TRECHO DO TEXTO
+---+

A apreciação do caso ocorrerá na Primeira Turma do tribunal, um colegiado composto por cinco ministros, o que exige a concordância da maioria para qualquer deliberação. Até o momento, os indícios apontam que o ministro Luiz Fux pode assumir um posicionamento que se contraponha ao do ministro relator, Alexandre de Moraes, que tem sido o condutor da fase investigatória e preparatória do processo. A composição da turma e a perspectiva de votos divergentes sublinham a complexidade e a delicadeza dos temas em questão.
A Delação Premiada de Mauro Cid: Validade e Implicações Jurídicas
Um dos aspectos mais sensíveis e com potencial para gerar forte divergência é a validade e a utilização da delação premiada firmada por Mauro Cid, que também será julgado no âmbito deste processo. O militar, em seus primeiros depoimentos, é acusado de ter omitido informações cruciais e de ter alterado versões sobre o envolvimento de figuras-chave na alegada trama, como o ex-ministro Walter Braga Netto. Essas inconsistências levantaram sérias questões sobre a confiabilidade de seu testemunho e a legitimidade das provas dele derivadas, colocando a colaboração sob um escrutínio rigoroso do Poder Judiciário.

+---+

DADOS FORNECIDOS
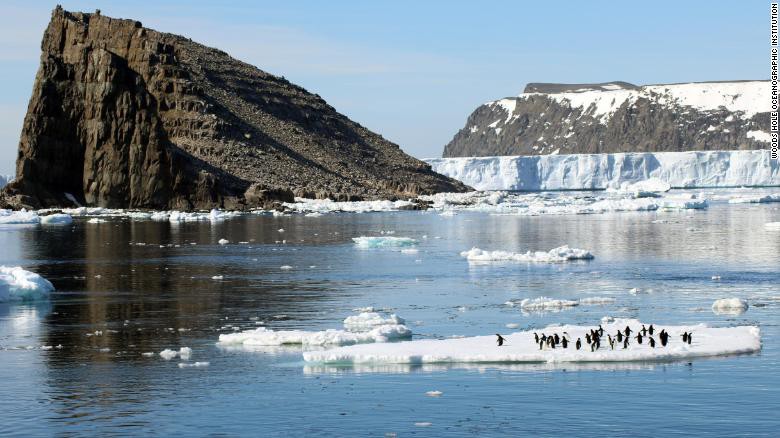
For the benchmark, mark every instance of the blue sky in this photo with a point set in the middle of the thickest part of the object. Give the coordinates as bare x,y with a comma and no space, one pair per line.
412,70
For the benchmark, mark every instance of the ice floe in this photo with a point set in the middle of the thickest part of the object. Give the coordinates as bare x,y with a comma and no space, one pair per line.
383,241
730,306
555,255
520,347
18,284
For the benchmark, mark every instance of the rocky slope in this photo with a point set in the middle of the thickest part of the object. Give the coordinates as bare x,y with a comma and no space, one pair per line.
124,116
618,117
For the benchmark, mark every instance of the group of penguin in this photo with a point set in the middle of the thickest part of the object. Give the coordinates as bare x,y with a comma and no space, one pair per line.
594,337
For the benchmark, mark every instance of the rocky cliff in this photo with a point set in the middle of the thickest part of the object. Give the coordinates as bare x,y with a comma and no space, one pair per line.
618,117
124,116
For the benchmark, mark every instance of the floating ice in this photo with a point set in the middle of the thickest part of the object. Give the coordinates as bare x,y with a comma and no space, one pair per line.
17,284
383,241
266,337
21,217
184,353
730,306
303,205
555,255
521,348
368,320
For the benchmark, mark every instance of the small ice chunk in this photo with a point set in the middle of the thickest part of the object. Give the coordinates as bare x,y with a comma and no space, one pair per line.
730,306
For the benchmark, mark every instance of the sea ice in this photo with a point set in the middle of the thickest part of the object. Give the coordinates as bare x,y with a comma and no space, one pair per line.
368,320
555,255
56,219
17,284
520,347
730,306
383,241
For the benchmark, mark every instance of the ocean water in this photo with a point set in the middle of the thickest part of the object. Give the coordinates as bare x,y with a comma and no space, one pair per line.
151,297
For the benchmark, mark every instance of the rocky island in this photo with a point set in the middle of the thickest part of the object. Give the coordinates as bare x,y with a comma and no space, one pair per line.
127,117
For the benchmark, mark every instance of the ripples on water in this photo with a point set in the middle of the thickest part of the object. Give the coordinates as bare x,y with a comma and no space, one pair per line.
151,297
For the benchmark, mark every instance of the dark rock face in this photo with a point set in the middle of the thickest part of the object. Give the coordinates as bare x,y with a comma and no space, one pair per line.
651,119
124,116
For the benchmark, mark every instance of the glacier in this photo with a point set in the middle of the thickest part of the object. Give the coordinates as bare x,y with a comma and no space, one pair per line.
692,169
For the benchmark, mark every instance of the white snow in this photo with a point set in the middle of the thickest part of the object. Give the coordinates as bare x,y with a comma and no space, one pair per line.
266,337
304,205
521,348
184,353
383,241
56,219
759,136
730,306
17,284
601,171
368,320
555,255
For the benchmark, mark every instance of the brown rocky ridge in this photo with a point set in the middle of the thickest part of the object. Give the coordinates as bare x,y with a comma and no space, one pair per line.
127,117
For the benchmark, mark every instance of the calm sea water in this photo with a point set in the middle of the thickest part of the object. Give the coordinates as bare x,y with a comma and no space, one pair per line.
147,298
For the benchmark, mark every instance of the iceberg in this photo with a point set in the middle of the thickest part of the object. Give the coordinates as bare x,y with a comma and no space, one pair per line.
694,169
383,242
520,347
555,255
730,306
17,284
266,337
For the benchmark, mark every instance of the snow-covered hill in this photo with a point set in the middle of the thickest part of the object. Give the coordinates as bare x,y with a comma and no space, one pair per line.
601,171
618,117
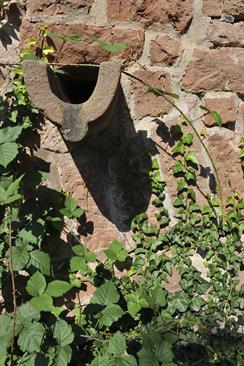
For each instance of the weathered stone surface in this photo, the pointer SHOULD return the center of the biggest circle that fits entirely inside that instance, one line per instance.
(173, 282)
(216, 8)
(218, 70)
(88, 50)
(148, 104)
(52, 7)
(177, 13)
(164, 49)
(234, 8)
(74, 119)
(226, 157)
(226, 34)
(212, 8)
(226, 108)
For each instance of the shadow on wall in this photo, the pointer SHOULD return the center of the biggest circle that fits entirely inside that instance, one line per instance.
(8, 31)
(114, 165)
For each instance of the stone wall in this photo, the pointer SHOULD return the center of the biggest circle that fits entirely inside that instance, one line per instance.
(192, 47)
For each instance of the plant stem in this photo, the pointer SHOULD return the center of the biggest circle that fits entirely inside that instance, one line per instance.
(13, 284)
(189, 123)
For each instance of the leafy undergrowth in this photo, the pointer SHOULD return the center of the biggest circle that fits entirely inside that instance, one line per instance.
(131, 319)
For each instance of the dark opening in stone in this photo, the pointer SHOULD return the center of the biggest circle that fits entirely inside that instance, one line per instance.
(77, 84)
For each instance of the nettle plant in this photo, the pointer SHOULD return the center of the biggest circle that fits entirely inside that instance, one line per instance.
(131, 319)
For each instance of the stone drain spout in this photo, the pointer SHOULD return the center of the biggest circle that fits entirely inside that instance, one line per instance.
(80, 106)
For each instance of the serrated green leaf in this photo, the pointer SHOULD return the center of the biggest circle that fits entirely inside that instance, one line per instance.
(160, 92)
(179, 303)
(20, 257)
(63, 333)
(63, 356)
(6, 330)
(58, 288)
(41, 261)
(3, 196)
(106, 294)
(78, 264)
(8, 153)
(43, 302)
(26, 313)
(110, 314)
(36, 285)
(217, 118)
(117, 344)
(30, 56)
(14, 187)
(116, 251)
(10, 134)
(30, 338)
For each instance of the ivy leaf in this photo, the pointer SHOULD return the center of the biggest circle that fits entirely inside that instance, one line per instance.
(26, 313)
(63, 356)
(217, 118)
(110, 314)
(9, 134)
(8, 153)
(30, 338)
(63, 333)
(57, 288)
(71, 208)
(190, 156)
(106, 294)
(147, 357)
(5, 333)
(36, 284)
(43, 302)
(160, 92)
(179, 303)
(108, 46)
(30, 56)
(135, 302)
(116, 251)
(117, 344)
(20, 257)
(41, 261)
(14, 186)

+---+

DESAFIOS
a - Liste, por favor, todas as pessoas citadas pelo nome no trecho sobre o julgamento na Primeira Turma.
b - Retome o trecho sobre o julgamento na Primeira Turma, escrevendo a continuação a partir da última frase apresentada.

RESPOSTAS DOS EXERCÍCIOS
a -
- Luiz Fux
- Alexandre de Moraes
- Mauro Cid
- Walter Braga Netto

b -
A análise da colaboração de Cid se concentrará em dois pilares centrais que definem a integridade de um acordo de delação premiada: a credibilidade de suas declarações e a voluntariedade com que estas foram prestadas. A credibilidade diz respeito à confiança que pode ser depositada na palavra do delator, avaliando a consistência interna de suas informações, a coesão de seus relatos ao longo do tempo e, fundamentalmente, a corroboração de suas revelações com outros elementos probatórios independentes, o que confere peso ao que foi dito. Já a voluntariedade refere-se à garantia de que as declarações foram feitas por iniciativa própria do delator, sem qualquer tipo de coação, pressão indevida, manipulação ou promessas que violem os preceitos legais, assegurando que o acordo foi firmado livremente e que suas manifestações são espontâneas, sem qualquer indução ilícita.
Este julgamento representará a primeira oportunidade para o colegiado do Supremo debruçar-se de maneira aprofundada e efetiva sobre a matéria da delação de Cid. Em uma etapa anterior do processo, quando a corte recebeu a denúncia contra os acusados e avaliava se havia elementos para instaurar a ação penal, pedidos das defesas para anular o acordo de colaboração foram rejeitados. No entanto, essa rejeição ocorreu sem uma análise minuciosa ou aprofundada das especificidades da colaboração ou de suas eventuais inconsistências, adiando o debate substancial sobre a validade para esta fase atual e decisiva do julgamento de mérito.
No meio tempo, informações divulgadas pela revista Veja revelaram que um perfil na rede social Instagram, supostamente atribuído a Mauro Cid, teria sido utilizado para comentar aspectos da delação premiada. Se essa revelação for confirmada nos autos do processo e interpretada pelos ministros como verídica, este fato poderia configurar uma violação expressa e grave da cláusula de sigilo imposta pelo acordo de colaboração. Além disso, os diálogos veiculados nesse perfil, a depender da interpretação judicial e do conteúdo específico, poderiam indicar uma possível falta de voluntariedade nas declarações de Cid, sugerindo que o acordo ou parte dele não foi realizado com a plena e livre manifestação de vontade, adicionando uma camada extra de complexidade e questionamento à idoneidade de seu depoimento e da totalidade das provas decorrentes.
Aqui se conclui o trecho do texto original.